#### EXPLORE THE MATERIAL:
a) Transcribe the Pango word-breaking thread from "Hmm, actually looking" to "associated bugs here.".
b) Using the Pango word-breaking thread, decide whether each statement agrees with it, answering yes or no and quoting the deciding words: (i) The attached test program is written for gtk2. (ii) The current break code is based on TR29. (iii) Language-based tailoring could make the French l'objectif two words.

#### SELECTED PASSAGE:
········
GNOME Bugzilla – Bug 97545
Make pango_default_break follow Unicode TR #29
Last modified: 2017-08-31 22:50:13 UTC
gtk_text_iter_starts_word, gtk_text_iter_forward_word_end, etc. get confused when dealing with words that have apostrophes: "don't" is recognized as the (non-)word "don" followed by "t". It looks like this is a Pango bug in how words are broken. I'm interested in fixing this myself, but I'm not sure where to begin. Are apostrophes English-specific enough to require an English-specific word-breaking module? Will the potential use of single quotes confuse apostrophe code? (Also, I feel like I've submitted this before. Sorry if this is a repeat bug, but I can't remember any resolution if there was one. This is an important bug for spell-checking purposes, because I use an internationalized dictionary library and have so far managed to not rely on any particular language features by letting Pango handle word breaking.)
Created attachment 12007 [details] gtk2 test program exhibiting behavior -- jam on the "forward" and "backward" buttons to see where the words are breaking
Not necessarily a practical answer, but the problem here is that U+0027 is an ambiguous character doing triple duty as: U+02BC modifier letter apostrophe (what you want) U+2018 left single quotation mark U+2019 right single quotation mark Youʼll note that U+0027 isn't even the right glyph for an apostrophe, though weʼve gotten pretty used to it. You'll find that if you use U+02BC, it wonʼt cause a word break; if you wanted to treat U+0027 as an U+02BC for break determination, I think you'd basically need a dictionary and an English specific shape engine. I'm not sure of the range of use of the apostrophe. None of the languages I'm familiar with other than English use it much.
Hmm, actually looking at Unicode TR 29 - http://www.unicode.org/reports/tr29/tr29-1.html it's just a bug in the Pango break implementation. U+0027 should have the class "MidLetter", though the report does mention that some language-based tailoring may be useful to make, for instance, the french l'objectif two words. [ Not trying to get fancy here after seeing what bugzilla+mozilla did to my last comment ]
TR29 seems to be an update of section 5.15, the current code is based on 5.15 only (TR29 came out a few months after writing break.c). We probably need to do a comprehensive rework of the code in light of TR29, though perhaps this should wait until TR29 leaves draft status.
Retitling to dup various associated bugs here.
*** Bug 61726 has been marked as a duplicate of this bug. ***
*** Bug 97861 has been marked as a duplicate of this bug. ***
*** Bug 63398 has been marked as a duplicate of this bug. ***
> We probably need to do a comprehensive rework of the code in light of > TR29, though perhaps this should wait until TR29 leaves draft status. This has happened, it's now known as UAX #29. http://www.unicode.org/reports/tr29/
My primary emotion here is "fear" Though the new TR seems to have test data, so we could do a test suite based on that which would help.
········
#### INFORMATION GIVEN:

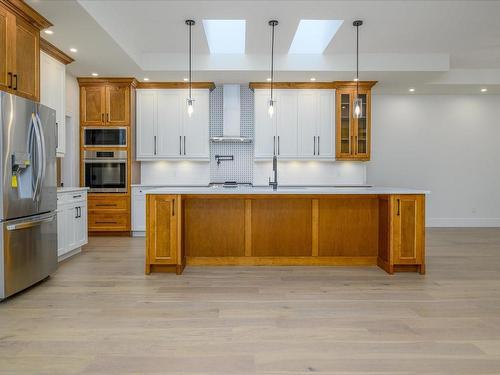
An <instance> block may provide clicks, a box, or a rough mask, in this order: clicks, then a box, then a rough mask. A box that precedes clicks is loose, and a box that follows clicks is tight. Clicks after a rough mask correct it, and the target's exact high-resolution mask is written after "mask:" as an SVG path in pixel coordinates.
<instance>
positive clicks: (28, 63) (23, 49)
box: [12, 19, 40, 101]
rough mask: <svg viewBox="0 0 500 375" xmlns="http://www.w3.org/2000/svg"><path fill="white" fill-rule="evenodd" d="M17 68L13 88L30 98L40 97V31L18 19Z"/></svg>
mask: <svg viewBox="0 0 500 375" xmlns="http://www.w3.org/2000/svg"><path fill="white" fill-rule="evenodd" d="M15 49H16V68H15V73H14V75H13V83H12V88H13V89H14V90H16V92H17V93H18V94H19V95H21V96H24V97H26V98H29V99H33V100H36V101H38V100H39V99H40V31H39V30H38V29H37V28H35V27H33V26H31V25H30V24H28V23H26V22H24V21H23V20H21V19H17V22H16V46H15Z"/></svg>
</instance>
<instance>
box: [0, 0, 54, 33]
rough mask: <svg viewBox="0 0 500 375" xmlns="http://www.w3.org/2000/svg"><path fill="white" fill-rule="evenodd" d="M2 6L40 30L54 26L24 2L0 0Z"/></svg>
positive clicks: (21, 0)
mask: <svg viewBox="0 0 500 375" xmlns="http://www.w3.org/2000/svg"><path fill="white" fill-rule="evenodd" d="M0 4H2V5H5V6H6V7H7V8H8V9H9V10H11V11H12V12H14V13H15V14H16V15H17V16H20V17H22V18H24V20H26V22H28V23H29V24H31V25H33V26H35V27H36V28H38V29H39V30H42V29H47V28H49V27H51V26H53V24H52V23H51V22H50V21H49V20H47V19H46V18H45V17H44V16H42V15H41V14H40V13H38V12H37V11H36V10H34V9H33V8H32V7H30V6H29V5H28V4H26V3H25V2H24V1H22V0H0Z"/></svg>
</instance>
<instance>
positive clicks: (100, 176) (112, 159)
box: [83, 150, 127, 193]
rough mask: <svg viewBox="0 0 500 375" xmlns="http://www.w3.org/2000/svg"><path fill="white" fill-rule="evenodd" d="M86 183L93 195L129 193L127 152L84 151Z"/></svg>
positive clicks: (84, 177) (113, 150) (124, 151)
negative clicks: (127, 163) (98, 193)
mask: <svg viewBox="0 0 500 375" xmlns="http://www.w3.org/2000/svg"><path fill="white" fill-rule="evenodd" d="M83 158H84V159H83V164H84V166H83V167H84V172H83V173H84V181H85V186H86V187H88V188H89V189H90V190H89V191H90V192H92V193H126V192H127V151H119V150H118V151H117V150H103V151H84V154H83Z"/></svg>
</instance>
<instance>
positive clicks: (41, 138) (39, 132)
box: [36, 113, 47, 200]
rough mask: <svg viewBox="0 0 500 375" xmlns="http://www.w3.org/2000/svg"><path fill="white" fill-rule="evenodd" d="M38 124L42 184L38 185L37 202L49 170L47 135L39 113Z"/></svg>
mask: <svg viewBox="0 0 500 375" xmlns="http://www.w3.org/2000/svg"><path fill="white" fill-rule="evenodd" d="M36 122H37V126H38V134H39V135H40V156H41V163H40V183H39V184H38V192H37V200H39V199H40V194H41V192H42V186H43V184H44V182H45V170H46V169H47V151H46V149H45V135H44V133H43V128H42V120H41V119H40V116H39V115H38V113H37V114H36Z"/></svg>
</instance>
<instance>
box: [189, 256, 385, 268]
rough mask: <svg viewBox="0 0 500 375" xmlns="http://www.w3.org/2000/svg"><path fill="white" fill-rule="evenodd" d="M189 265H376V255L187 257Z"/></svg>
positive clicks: (189, 265) (278, 265)
mask: <svg viewBox="0 0 500 375" xmlns="http://www.w3.org/2000/svg"><path fill="white" fill-rule="evenodd" d="M186 262H187V265H189V266H228V265H231V266H376V265H377V257H187V259H186Z"/></svg>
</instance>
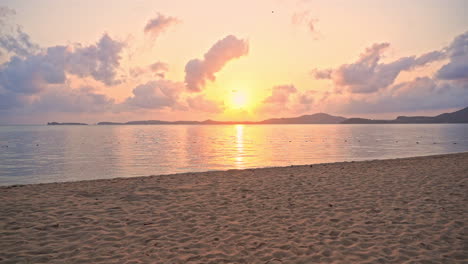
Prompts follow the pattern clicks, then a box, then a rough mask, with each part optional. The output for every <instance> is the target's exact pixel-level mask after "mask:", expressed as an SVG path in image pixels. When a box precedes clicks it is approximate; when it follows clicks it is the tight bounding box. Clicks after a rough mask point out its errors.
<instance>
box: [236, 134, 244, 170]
mask: <svg viewBox="0 0 468 264" xmlns="http://www.w3.org/2000/svg"><path fill="white" fill-rule="evenodd" d="M235 129H236V150H237V153H236V158H235V165H236V168H238V169H242V168H244V152H245V151H244V125H236V126H235Z"/></svg>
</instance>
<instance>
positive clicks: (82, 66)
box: [64, 34, 124, 85]
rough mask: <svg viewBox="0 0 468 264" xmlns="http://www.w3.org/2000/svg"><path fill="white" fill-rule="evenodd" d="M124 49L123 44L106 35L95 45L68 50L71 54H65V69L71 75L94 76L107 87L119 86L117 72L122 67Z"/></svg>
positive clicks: (122, 43) (97, 42)
mask: <svg viewBox="0 0 468 264" xmlns="http://www.w3.org/2000/svg"><path fill="white" fill-rule="evenodd" d="M123 47H124V43H123V42H120V41H116V40H113V39H112V38H111V37H110V36H109V35H107V34H104V35H103V36H102V37H101V39H100V40H99V41H98V42H97V43H96V44H95V45H90V46H86V47H83V46H82V45H77V46H75V47H74V49H72V50H69V49H66V51H69V52H65V53H64V59H65V63H66V64H65V68H66V69H67V71H68V72H69V73H71V74H75V75H77V76H80V77H86V76H92V77H93V78H94V79H95V80H97V81H102V82H103V83H105V84H106V85H115V84H119V83H120V81H119V80H117V79H116V70H117V68H118V67H119V66H120V59H121V56H120V53H121V51H122V49H123Z"/></svg>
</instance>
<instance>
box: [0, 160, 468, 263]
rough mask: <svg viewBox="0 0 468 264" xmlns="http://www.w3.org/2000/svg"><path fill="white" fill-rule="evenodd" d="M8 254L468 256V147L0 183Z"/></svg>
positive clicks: (239, 259) (20, 257)
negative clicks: (424, 155)
mask: <svg viewBox="0 0 468 264" xmlns="http://www.w3.org/2000/svg"><path fill="white" fill-rule="evenodd" d="M0 202H1V204H0V263H270V264H273V263H467V262H466V261H468V241H467V238H468V233H467V229H466V222H467V219H468V153H460V154H449V155H439V156H429V157H416V158H405V159H394V160H381V161H364V162H346V163H332V164H318V165H311V166H310V165H304V166H292V167H281V168H265V169H247V170H231V171H220V172H206V173H185V174H176V175H163V176H150V177H140V178H127V179H112V180H95V181H81V182H69V183H52V184H35V185H24V186H7V187H0Z"/></svg>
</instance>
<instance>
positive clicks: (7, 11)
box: [0, 6, 16, 26]
mask: <svg viewBox="0 0 468 264" xmlns="http://www.w3.org/2000/svg"><path fill="white" fill-rule="evenodd" d="M14 15H16V11H15V10H14V9H11V8H9V7H7V6H0V26H2V25H3V24H4V23H5V22H4V21H5V20H6V19H7V18H8V17H10V16H14Z"/></svg>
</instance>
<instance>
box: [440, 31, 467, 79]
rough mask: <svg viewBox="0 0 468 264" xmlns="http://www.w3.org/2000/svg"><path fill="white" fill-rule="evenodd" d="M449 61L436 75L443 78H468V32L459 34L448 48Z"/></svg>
mask: <svg viewBox="0 0 468 264" xmlns="http://www.w3.org/2000/svg"><path fill="white" fill-rule="evenodd" d="M447 53H448V57H449V63H448V64H446V65H444V66H442V68H440V69H439V71H438V72H437V74H436V76H437V78H439V79H442V80H468V32H465V33H464V34H461V35H460V36H457V37H456V38H455V39H454V40H453V41H452V43H451V44H450V46H449V47H448V48H447Z"/></svg>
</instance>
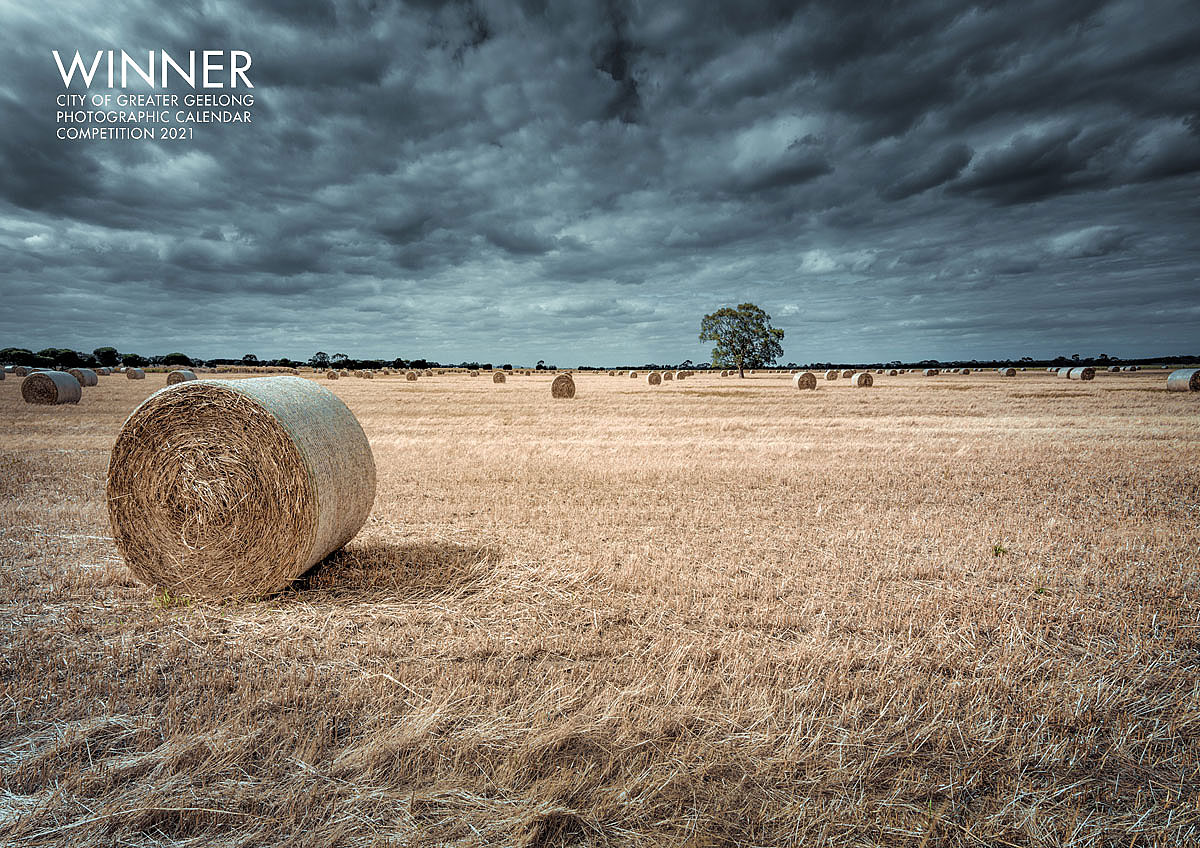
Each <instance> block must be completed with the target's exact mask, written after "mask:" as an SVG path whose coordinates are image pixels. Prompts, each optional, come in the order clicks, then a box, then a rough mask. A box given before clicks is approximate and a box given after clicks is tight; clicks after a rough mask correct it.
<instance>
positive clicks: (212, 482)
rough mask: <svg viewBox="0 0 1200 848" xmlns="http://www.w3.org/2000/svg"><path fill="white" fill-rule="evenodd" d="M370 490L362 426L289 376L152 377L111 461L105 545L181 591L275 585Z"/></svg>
mask: <svg viewBox="0 0 1200 848" xmlns="http://www.w3.org/2000/svg"><path fill="white" fill-rule="evenodd" d="M374 493H376V467H374V458H373V457H372V455H371V445H370V444H368V443H367V438H366V435H365V434H364V432H362V427H361V426H359V422H358V420H356V419H355V417H354V415H353V413H350V410H349V409H347V408H346V404H343V403H342V402H341V401H340V399H338V398H337V396H336V395H334V393H332V392H331V391H329V390H328V389H324V387H322V386H320V385H319V384H317V383H313V381H312V380H305V379H302V378H298V377H262V378H254V379H246V380H235V381H229V383H226V381H217V380H193V381H188V383H181V384H179V385H175V386H169V387H167V389H162V390H160V391H157V392H155V393H154V395H151V396H150V397H149V398H146V399H145V401H144V402H143V403H142V405H140V407H138V408H137V409H136V410H133V414H132V415H130V417H128V419H127V420H126V422H125V426H124V427H122V428H121V432H120V434H119V435H118V438H116V444H115V445H114V446H113V455H112V459H110V461H109V465H108V491H107V497H108V516H109V522H110V523H112V527H113V539H114V540H115V542H116V548H118V549H119V551H120V552H121V555H122V557H124V558H125V561H126V563H127V564H128V566H130V570H131V571H132V572H133V573H134V576H137V577H138V578H139V579H142V581H144V582H146V583H151V584H155V585H157V587H161V588H163V589H166V590H168V591H170V593H172V594H179V595H185V596H203V597H211V599H228V597H242V596H246V597H250V596H260V595H265V594H269V593H274V591H278V590H280V589H283V588H284V587H287V585H288V584H289V583H292V582H293V581H294V579H295V578H298V577H300V575H302V573H304V572H305V571H307V570H308V569H311V567H312V566H313V565H316V564H317V563H319V561H320V560H322V559H324V558H325V557H328V555H329V554H331V553H332V552H334V551H337V549H338V548H340V547H342V546H343V545H346V543H347V542H348V541H350V539H353V537H354V535H355V534H356V533H358V531H359V529H360V528H361V527H362V523H364V522H365V521H366V518H367V515H368V513H370V512H371V505H372V504H373V503H374Z"/></svg>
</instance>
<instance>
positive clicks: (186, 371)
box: [167, 368, 196, 386]
mask: <svg viewBox="0 0 1200 848" xmlns="http://www.w3.org/2000/svg"><path fill="white" fill-rule="evenodd" d="M194 379H196V372H194V371H187V369H186V368H181V369H179V371H173V372H170V373H169V374H167V385H168V386H173V385H175V384H176V383H191V381H192V380H194Z"/></svg>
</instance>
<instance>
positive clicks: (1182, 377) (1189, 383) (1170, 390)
mask: <svg viewBox="0 0 1200 848" xmlns="http://www.w3.org/2000/svg"><path fill="white" fill-rule="evenodd" d="M1166 387H1168V390H1169V391H1200V368H1180V369H1178V371H1172V372H1171V373H1170V374H1168V375H1166Z"/></svg>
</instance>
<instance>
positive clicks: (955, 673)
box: [0, 372, 1200, 847]
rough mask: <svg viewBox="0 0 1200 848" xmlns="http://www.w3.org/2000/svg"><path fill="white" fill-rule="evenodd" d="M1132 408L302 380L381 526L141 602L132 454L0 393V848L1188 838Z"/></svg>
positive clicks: (1015, 396) (100, 397)
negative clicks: (220, 593)
mask: <svg viewBox="0 0 1200 848" xmlns="http://www.w3.org/2000/svg"><path fill="white" fill-rule="evenodd" d="M1164 380H1165V377H1164V375H1163V373H1162V372H1158V373H1145V372H1144V373H1139V374H1120V375H1110V374H1100V375H1098V378H1097V380H1096V381H1094V383H1090V384H1080V383H1067V381H1066V380H1060V379H1057V378H1055V377H1052V375H1049V374H1046V373H1044V372H1028V373H1022V374H1020V375H1019V377H1018V378H1015V379H1002V378H1000V377H998V375H996V374H972V375H970V377H961V375H944V377H940V378H922V377H919V375H904V377H895V378H887V377H876V385H875V387H874V389H870V390H858V389H851V387H848V386H847V385H846V380H839V381H838V383H826V381H823V380H822V381H821V383H820V387H818V390H817V391H816V392H797V391H794V390H792V389H791V385H790V383H788V381H787V380H786V379H781V378H774V377H755V378H751V379H748V380H744V381H739V380H737V379H720V378H715V377H698V378H695V379H690V380H688V381H685V383H683V384H665V385H664V386H661V387H656V389H650V387H649V386H647V385H646V384H644V383H643V381H642V380H637V381H635V380H631V379H628V378H611V377H607V375H594V377H593V375H581V377H577V385H578V396H577V397H576V398H575V399H574V401H552V399H551V397H550V390H548V384H550V378H547V377H529V378H522V377H512V378H509V381H508V384H505V385H493V384H492V383H491V381H490V380H487V378H486V377H481V378H475V379H472V378H469V377H464V375H455V377H440V378H438V377H436V378H422V379H421V380H420V381H419V383H415V384H409V383H406V381H404V380H403V379H402V378H395V377H394V378H383V379H376V380H373V381H366V380H353V379H343V380H338V381H336V383H326V381H322V383H323V385H326V386H328V387H330V389H331V390H334V391H335V392H337V393H338V395H340V396H341V397H342V398H343V399H344V401H346V403H347V404H348V405H349V407H350V409H352V410H353V411H354V413H355V415H358V417H359V420H360V421H361V422H362V426H364V428H365V429H366V433H367V437H368V438H370V440H371V445H372V449H373V451H374V456H376V462H377V464H378V469H379V487H378V495H377V499H376V504H374V510H373V512H372V515H371V518H370V519H368V522H367V524H366V527H365V528H364V529H362V531H361V533H360V534H359V536H358V537H356V539H355V540H354V541H353V542H352V543H350V545H349V547H348V548H347V549H346V551H343V552H342V553H340V554H335V555H334V557H332V558H330V559H329V560H326V563H324V564H323V565H322V566H319V567H318V570H317V571H316V572H314V573H312V575H311V576H310V577H307V578H306V581H304V583H302V585H300V587H298V588H296V589H295V590H294V591H289V593H287V594H284V595H281V596H277V597H272V599H268V600H264V601H260V602H254V603H240V605H233V606H214V605H208V603H203V602H192V603H174V605H172V603H166V605H164V603H162V602H161V601H160V602H156V597H155V593H154V590H152V589H150V588H145V587H143V585H139V584H137V583H136V582H133V581H132V579H131V578H130V577H128V576H127V573H126V571H125V569H124V566H122V564H121V561H120V560H119V558H118V557H116V554H115V552H114V548H113V546H112V543H110V541H109V539H108V535H109V530H108V524H107V513H106V510H104V504H103V500H102V495H103V482H104V474H106V467H107V461H108V450H109V447H110V445H112V443H113V440H114V438H115V434H116V432H118V429H119V427H120V425H121V421H122V420H124V417H125V416H126V415H127V414H128V413H130V411H131V410H132V409H133V407H134V405H136V404H137V403H138V402H139V401H140V399H142V398H144V397H145V396H146V395H149V393H150V392H151V391H154V390H155V389H157V387H160V386H162V385H163V375H162V374H150V375H149V378H148V379H146V380H145V381H144V383H131V381H127V380H125V379H124V378H120V377H110V378H101V385H100V386H98V387H96V389H88V390H85V397H84V402H83V403H82V404H79V407H77V408H34V407H25V405H24V404H23V403H22V402H20V396H19V381H18V380H14V379H8V380H6V381H4V383H0V435H2V438H0V515H2V522H0V611H2V613H0V844H14V846H49V844H72V846H74V844H80V846H158V844H162V846H168V844H169V846H266V844H295V846H350V847H366V846H391V844H397V846H398V844H455V846H468V844H469V846H474V844H480V846H508V844H529V846H558V844H564V846H574V844H596V846H602V844H612V846H624V844H646V846H650V844H685V846H725V844H760V846H778V844H799V843H803V844H839V846H872V844H884V846H918V844H930V846H932V844H946V846H995V844H1001V846H1022V847H1024V846H1058V844H1063V846H1066V844H1072V846H1097V844H1122V846H1128V844H1144V846H1145V844H1162V846H1168V844H1171V846H1176V844H1196V843H1198V841H1200V630H1198V625H1200V603H1198V593H1200V554H1198V548H1200V521H1198V519H1200V506H1198V503H1200V470H1198V459H1200V403H1198V401H1200V398H1198V397H1195V396H1188V395H1174V393H1168V392H1165V391H1163V385H1164Z"/></svg>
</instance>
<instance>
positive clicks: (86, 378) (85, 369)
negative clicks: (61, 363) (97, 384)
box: [67, 368, 100, 389]
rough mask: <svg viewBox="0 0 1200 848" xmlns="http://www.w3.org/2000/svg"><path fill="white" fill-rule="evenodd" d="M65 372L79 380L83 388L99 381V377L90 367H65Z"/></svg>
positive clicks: (77, 379)
mask: <svg viewBox="0 0 1200 848" xmlns="http://www.w3.org/2000/svg"><path fill="white" fill-rule="evenodd" d="M67 373H68V374H71V377H73V378H76V379H77V380H79V385H80V386H83V387H84V389H86V387H88V386H94V385H96V384H97V383H100V377H98V375H97V374H96V372H95V371H92V369H91V368H67Z"/></svg>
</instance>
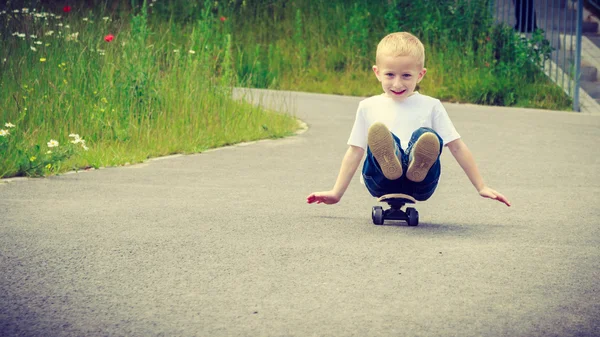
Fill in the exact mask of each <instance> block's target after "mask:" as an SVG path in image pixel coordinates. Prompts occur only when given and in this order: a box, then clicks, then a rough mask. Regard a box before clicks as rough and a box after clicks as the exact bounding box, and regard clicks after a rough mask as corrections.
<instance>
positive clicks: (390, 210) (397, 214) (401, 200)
mask: <svg viewBox="0 0 600 337" xmlns="http://www.w3.org/2000/svg"><path fill="white" fill-rule="evenodd" d="M377 201H379V202H386V203H387V204H388V205H390V208H389V209H386V210H384V209H383V208H382V207H381V206H373V213H372V214H371V217H372V218H373V223H374V224H376V225H383V222H384V221H385V220H402V221H406V222H407V223H408V225H409V226H417V225H418V224H419V212H417V210H416V209H414V208H413V207H407V208H406V211H403V210H402V209H401V208H402V207H403V206H404V205H405V204H414V203H416V202H417V201H416V200H415V198H413V197H411V196H410V195H406V194H386V195H384V196H381V197H379V198H378V199H377Z"/></svg>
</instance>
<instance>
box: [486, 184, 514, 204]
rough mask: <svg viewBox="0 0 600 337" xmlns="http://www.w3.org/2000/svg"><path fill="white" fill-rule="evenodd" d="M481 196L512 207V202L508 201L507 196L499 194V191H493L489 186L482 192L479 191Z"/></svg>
mask: <svg viewBox="0 0 600 337" xmlns="http://www.w3.org/2000/svg"><path fill="white" fill-rule="evenodd" d="M479 195H480V196H482V197H484V198H490V199H494V200H498V201H500V202H503V203H505V204H506V206H508V207H510V201H508V199H506V197H505V196H503V195H502V194H500V193H498V191H496V190H494V189H491V188H489V187H487V186H485V187H484V188H482V189H481V190H479Z"/></svg>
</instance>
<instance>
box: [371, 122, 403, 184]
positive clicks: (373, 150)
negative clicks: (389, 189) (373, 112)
mask: <svg viewBox="0 0 600 337" xmlns="http://www.w3.org/2000/svg"><path fill="white" fill-rule="evenodd" d="M367 142H368V145H369V149H370V150H371V153H372V154H373V156H374V157H375V160H377V163H378V164H379V167H380V168H381V172H382V173H383V175H384V176H385V177H386V178H387V179H389V180H396V179H398V178H400V177H401V176H402V164H401V163H400V159H399V157H400V151H399V146H398V145H397V144H396V142H395V141H394V137H393V136H392V133H391V132H390V130H389V129H388V128H387V127H386V126H385V125H384V124H383V123H375V124H373V125H371V127H370V128H369V135H368V140H367Z"/></svg>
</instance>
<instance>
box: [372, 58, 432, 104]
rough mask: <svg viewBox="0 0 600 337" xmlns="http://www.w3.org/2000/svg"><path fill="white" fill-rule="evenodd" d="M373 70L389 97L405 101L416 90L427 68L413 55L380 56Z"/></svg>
mask: <svg viewBox="0 0 600 337" xmlns="http://www.w3.org/2000/svg"><path fill="white" fill-rule="evenodd" d="M373 71H374V72H375V76H377V79H378V80H379V82H381V87H382V88H383V91H384V92H385V94H386V95H387V96H388V97H391V98H392V99H394V100H396V101H403V100H405V99H406V98H407V97H409V96H410V95H412V94H413V93H414V91H415V88H416V86H417V83H419V82H421V80H422V79H423V76H425V73H426V72H427V69H425V68H423V67H421V66H420V65H419V63H418V61H417V60H416V59H415V58H414V57H412V56H388V55H384V56H380V57H379V62H378V63H377V65H374V66H373Z"/></svg>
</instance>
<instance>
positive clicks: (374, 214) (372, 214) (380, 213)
mask: <svg viewBox="0 0 600 337" xmlns="http://www.w3.org/2000/svg"><path fill="white" fill-rule="evenodd" d="M371 218H373V223H374V224H376V225H383V208H381V206H373V212H372V214H371Z"/></svg>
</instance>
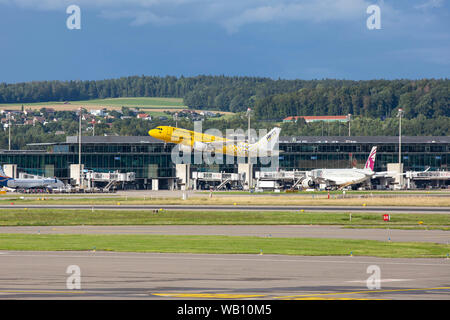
········
#### TASK-BY-TASK RESULTS:
a)
Hmm, actually looking at Unicode TR 29 - http://www.unicode.org/reports/tr29/tr29-1.html it's just a bug in the Pango break implementation. U+0027 should have the class "MidLetter", though the report does mention that some language-based tailoring may be useful to make, for instance, the french l'objectif two words. [ Not trying to get fancy here after seeing what bugzilla+mozilla did to my last comment ]
TR29 seems to be an update of section 5.15, the current code is based on 5.15 only (TR29 came out a few months after writing break.c). We probably need to do a comprehensive rework of the code in light of TR29, though perhaps this should wait until TR29 leaves draft status.
Retitling to dup various associated bugs here.

b)
(i) Yes: "gtk2 test program exhibiting behavior"
(ii) No: "the current code is based on 5.15 only"
(iii) Yes: "some language-based tailoring may be useful to make, for instance, the french l'objectif two words"